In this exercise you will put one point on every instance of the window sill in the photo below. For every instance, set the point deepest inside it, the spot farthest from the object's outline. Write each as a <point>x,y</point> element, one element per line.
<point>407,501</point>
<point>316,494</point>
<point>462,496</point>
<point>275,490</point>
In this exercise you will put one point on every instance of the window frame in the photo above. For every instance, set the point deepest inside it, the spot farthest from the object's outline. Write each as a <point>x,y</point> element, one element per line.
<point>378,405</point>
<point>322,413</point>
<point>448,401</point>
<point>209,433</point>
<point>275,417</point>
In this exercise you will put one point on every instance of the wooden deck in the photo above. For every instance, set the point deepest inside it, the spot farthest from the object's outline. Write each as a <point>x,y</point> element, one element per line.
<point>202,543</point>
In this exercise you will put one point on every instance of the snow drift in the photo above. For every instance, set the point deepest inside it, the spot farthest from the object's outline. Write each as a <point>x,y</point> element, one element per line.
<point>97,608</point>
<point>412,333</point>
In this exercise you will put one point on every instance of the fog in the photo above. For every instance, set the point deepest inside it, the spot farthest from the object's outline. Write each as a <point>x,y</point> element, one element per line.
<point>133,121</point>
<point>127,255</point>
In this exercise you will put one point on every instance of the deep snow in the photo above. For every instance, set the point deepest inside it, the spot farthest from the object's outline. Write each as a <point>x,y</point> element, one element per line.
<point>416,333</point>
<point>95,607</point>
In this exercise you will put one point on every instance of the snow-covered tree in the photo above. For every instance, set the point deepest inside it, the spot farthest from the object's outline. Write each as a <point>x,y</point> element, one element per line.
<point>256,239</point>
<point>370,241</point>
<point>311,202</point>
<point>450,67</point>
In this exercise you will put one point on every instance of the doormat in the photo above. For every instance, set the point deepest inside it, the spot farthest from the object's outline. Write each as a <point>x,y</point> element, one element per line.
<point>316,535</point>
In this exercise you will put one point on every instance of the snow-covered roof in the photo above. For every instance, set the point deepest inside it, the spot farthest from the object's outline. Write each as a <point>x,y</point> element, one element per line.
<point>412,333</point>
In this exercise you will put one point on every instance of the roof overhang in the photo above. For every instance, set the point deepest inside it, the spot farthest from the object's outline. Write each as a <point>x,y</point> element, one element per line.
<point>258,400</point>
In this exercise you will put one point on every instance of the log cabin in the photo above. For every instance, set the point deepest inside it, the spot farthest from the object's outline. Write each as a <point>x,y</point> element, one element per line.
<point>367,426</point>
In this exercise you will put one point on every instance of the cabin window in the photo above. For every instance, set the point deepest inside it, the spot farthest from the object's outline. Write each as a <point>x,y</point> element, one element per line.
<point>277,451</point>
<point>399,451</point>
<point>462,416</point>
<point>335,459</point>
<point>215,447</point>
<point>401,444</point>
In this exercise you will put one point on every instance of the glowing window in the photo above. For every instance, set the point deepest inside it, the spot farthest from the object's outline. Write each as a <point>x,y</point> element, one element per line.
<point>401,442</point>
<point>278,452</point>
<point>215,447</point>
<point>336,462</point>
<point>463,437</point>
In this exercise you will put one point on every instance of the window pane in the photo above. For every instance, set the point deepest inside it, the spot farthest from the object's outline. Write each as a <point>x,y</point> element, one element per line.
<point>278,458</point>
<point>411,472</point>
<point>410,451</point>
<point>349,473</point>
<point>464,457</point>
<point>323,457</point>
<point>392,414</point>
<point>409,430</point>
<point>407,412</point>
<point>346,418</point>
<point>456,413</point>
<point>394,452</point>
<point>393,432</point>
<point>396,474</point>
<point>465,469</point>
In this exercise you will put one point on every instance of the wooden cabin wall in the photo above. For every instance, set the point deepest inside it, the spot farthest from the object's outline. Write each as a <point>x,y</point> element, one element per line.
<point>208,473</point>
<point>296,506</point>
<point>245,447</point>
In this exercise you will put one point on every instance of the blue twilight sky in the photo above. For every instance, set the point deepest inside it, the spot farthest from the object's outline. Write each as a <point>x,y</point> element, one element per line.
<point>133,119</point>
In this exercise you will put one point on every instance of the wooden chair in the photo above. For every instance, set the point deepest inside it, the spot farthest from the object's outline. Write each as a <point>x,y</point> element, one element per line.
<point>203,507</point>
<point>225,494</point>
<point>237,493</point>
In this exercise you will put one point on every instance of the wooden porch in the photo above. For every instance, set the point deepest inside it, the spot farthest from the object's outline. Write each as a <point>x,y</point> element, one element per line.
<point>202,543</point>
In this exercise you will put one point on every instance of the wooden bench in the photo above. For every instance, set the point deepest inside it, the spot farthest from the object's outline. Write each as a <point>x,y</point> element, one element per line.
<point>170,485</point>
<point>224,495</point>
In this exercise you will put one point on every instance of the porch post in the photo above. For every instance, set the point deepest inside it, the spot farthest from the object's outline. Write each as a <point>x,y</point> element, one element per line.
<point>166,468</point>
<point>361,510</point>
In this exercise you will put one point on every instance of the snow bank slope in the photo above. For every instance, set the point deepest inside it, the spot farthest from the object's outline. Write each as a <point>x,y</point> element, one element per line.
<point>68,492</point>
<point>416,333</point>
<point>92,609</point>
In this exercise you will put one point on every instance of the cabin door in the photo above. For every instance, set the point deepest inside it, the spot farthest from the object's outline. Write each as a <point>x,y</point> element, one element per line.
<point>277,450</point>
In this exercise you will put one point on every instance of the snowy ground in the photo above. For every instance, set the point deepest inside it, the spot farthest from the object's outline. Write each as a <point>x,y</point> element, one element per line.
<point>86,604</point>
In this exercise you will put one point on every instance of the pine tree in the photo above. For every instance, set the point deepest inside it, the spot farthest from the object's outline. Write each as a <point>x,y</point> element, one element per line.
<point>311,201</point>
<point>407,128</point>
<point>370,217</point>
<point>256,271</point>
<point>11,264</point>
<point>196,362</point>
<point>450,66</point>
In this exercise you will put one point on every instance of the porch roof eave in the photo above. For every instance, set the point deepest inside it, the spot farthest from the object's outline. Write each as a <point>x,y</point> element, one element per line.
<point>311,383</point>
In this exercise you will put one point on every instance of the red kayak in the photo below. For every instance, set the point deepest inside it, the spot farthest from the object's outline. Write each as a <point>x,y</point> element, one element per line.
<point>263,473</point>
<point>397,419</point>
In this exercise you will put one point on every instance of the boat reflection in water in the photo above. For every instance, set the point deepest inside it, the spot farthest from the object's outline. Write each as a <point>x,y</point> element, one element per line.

-------------------------

What to do: Recast all of the lines above as a numbered list, omitting any blank lines.

Final result:
1. In this exercise you will put one point on every instance of the window sill in the photo below. For every instance, set the point deepest inside it, the spot farthest from the object's outline. Write each as a <point>x,y</point> element, one element per line.
2. <point>407,501</point>
3. <point>316,494</point>
4. <point>462,496</point>
5. <point>275,490</point>
6. In this exercise you will put one point on every instance of the window frame in the photo above. For every instance, set the point deepest inside it, the spot farthest from the object's outline. Write each as a <point>x,y</point> element, one element per line.
7. <point>378,405</point>
8. <point>322,413</point>
9. <point>448,401</point>
10. <point>209,433</point>
11. <point>275,417</point>
12. In this exercise you will put one point on every instance of the wooden deck in the photo above. For every instance, set the point deepest inside it, the spot farthest from the object's outline. Write each as a <point>x,y</point> element, one element per line.
13. <point>202,543</point>
14. In this exercise you will put one point on every instance of the snow drift in the photo above. For every instance, set the point deepest inside it, the spot farthest from the object's outline. Write each as a <point>x,y</point> element, one element per line.
15. <point>97,608</point>
16. <point>412,333</point>
17. In this exercise you will put one point on every instance of the fog in the photo above. For every instance, set the point deepest inside it, the spot farthest from the object's outline. Write each as a <point>x,y</point> element, one element per line.
18. <point>133,121</point>
19. <point>127,255</point>
20. In this exercise you will put one point on every instance of the deep snow in the photo above. For every instance, set the point deepest inside it, the spot farthest from the object's outline. Write each as a <point>x,y</point> element, one element per line.
21. <point>416,333</point>
22. <point>95,607</point>
23. In this exercise you will put one point on every instance of the snow-covered tree in the photo above. For every instance, set the point deepest inside it, the spot farthest from the object's outline. Write each as a <point>x,y</point> element, one element per line.
24. <point>256,239</point>
25. <point>370,241</point>
26. <point>311,202</point>
27. <point>450,67</point>
28. In this exercise you will put one point on every instance of the doormat in the photo above. For every instance, set the point deepest inside it, the spot farthest from the object's outline. Write each as a <point>x,y</point> element, one element per line.
29. <point>316,535</point>
30. In this exercise you will put one point on every instance of the snow-covered roof in the photo above. For every instance, set the point deepest inside it, the spot farthest from the object's outline. Write each as a <point>x,y</point> element, one element per line.
31. <point>412,333</point>
32. In this exercise you will put one point on every instance of the roof overhang in the photo above. For every instance, set the point deepest inside it, the spot farthest from the object's outline. Write each as a <point>x,y</point> element, one element per line.
33. <point>258,400</point>
34. In this exercise you will put one point on every instance of the log cabin in the photo above. For every instance, set the point deepest inside it, the spot farthest from the object's outline. Write each as a <point>x,y</point> element, one element per line.
35. <point>367,426</point>
36. In this exercise you will put one point on every instance of the cabin window in the photo above. For every instance, set the point deepest inside it, the spot farthest from the object's outline. Write each as a <point>x,y</point> element, one element per line.
37. <point>277,451</point>
38. <point>399,451</point>
39. <point>462,416</point>
40. <point>335,459</point>
41. <point>215,447</point>
42. <point>401,444</point>
43. In this exercise you will put one point on every instance of the glowing window in the photo above. For every instance, set the point deepest inside it, the spot farthest from the object's outline. Write each as a <point>x,y</point> element, one element per line.
44. <point>401,442</point>
45. <point>278,452</point>
46. <point>215,447</point>
47. <point>336,462</point>
48. <point>463,437</point>
49. In this exercise you will put one point on every instance of the window pane in the photo above. For every instance, set the point deepest inside it, the spot farthest from the object's outline. Write each as a <point>x,y</point> element, one element per line.
50. <point>278,458</point>
51. <point>411,472</point>
52. <point>410,451</point>
53. <point>349,473</point>
54. <point>464,457</point>
55. <point>323,457</point>
56. <point>392,414</point>
57. <point>409,430</point>
58. <point>407,412</point>
59. <point>346,418</point>
60. <point>456,413</point>
61. <point>394,452</point>
62. <point>393,432</point>
63. <point>396,474</point>
64. <point>465,469</point>
65. In this exercise you will put one point on every instance of the wooden cabin wall in the photo above. For every instance, set the point deepest inside it, the spot farthest from the object's outline. Write each as a <point>x,y</point> element, one element per line.
66. <point>208,473</point>
67. <point>296,506</point>
68. <point>245,447</point>
69. In this exercise you will put one point on every instance of the blue twilight sky in the photo above. For every instance, set the point deepest inside it, the spot farthest from the object's outline. Write each as a <point>x,y</point> element, one element per line.
70. <point>133,119</point>
71. In this exercise you will put one point on every instance of the wooden chair in the photo above. For every instance, set the point deepest inside it, the spot farthest from the object's outline. Write each as a <point>x,y</point> element, one element per line.
72. <point>203,507</point>
73. <point>225,494</point>
74. <point>237,493</point>
75. In this exercise you will put one point on every instance of the wooden porch in the photo above. For every instance, set the point deepest inside it, the spot farthest from the object's outline. Write each as a <point>x,y</point> element, one element per line.
76. <point>202,543</point>
77. In this exercise you will put one point on every instance of the wooden bench in the photo above. For every instance, set the point deepest inside it, the spot farthest from the object's outline. Write each as a <point>x,y</point> element, one element per line.
78. <point>170,485</point>
79. <point>224,495</point>
80. In this exercise you will put one point on every instance of the porch post in the photo above. For every instance, set the point deepest inside it, the spot farthest from the object's outline. Write each as a <point>x,y</point> element, one element per line.
81. <point>166,468</point>
82. <point>361,510</point>
83. In this exercise you will put one point on every instance of the snow bank slope in the photo above. For every instance, set the point deepest inside it, the spot farthest from the object's outline. Write each as a <point>x,y</point> element, one element per line.
84. <point>68,492</point>
85. <point>416,333</point>
86. <point>92,609</point>
87. In this exercise you will put one point on every instance of the cabin door in the photo above. For every instance, set the point deepest inside it, the spot farthest from the object's outline. Write each as a <point>x,y</point> element, one element per line.
88. <point>277,450</point>
89. In this exercise you will put one point on every instance of the snowy ground in the photo above. For every instance, set the point deepest inside it, the spot farthest from the object's outline. Write each as a <point>x,y</point> element, one element per line.
90. <point>86,604</point>
91. In this exercise you will put one point on every instance of the pine tree in the photo above. For every instance, set the point deepest inside it, the spot farthest from the object's outline. Write each as a <point>x,y</point> element, one element per line.
92. <point>311,201</point>
93. <point>407,128</point>
94. <point>370,217</point>
95. <point>256,271</point>
96. <point>11,264</point>
97. <point>196,362</point>
98. <point>450,66</point>
99. In this exercise you will put one point on every instance of the porch roof eave in the photo above. For every instance, set the point deepest inside it, the spot farthest from the object's outline. Write each as a <point>x,y</point> element, one element per line.
100. <point>311,383</point>
101. In this exercise you will put one point on every instance of the red kayak in the photo below. For every instance, set the point deepest inside it, the spot farthest from the object's outline. Write each as a <point>x,y</point> element, one element per line.
102. <point>263,473</point>
103. <point>397,419</point>
104. In this exercise you will put one point on every instance of the boat reflection in water in the photo above. For every instance, set the point deepest inside it, the spot farthest from the object's outline. Write each as a <point>x,y</point> element, one element per line.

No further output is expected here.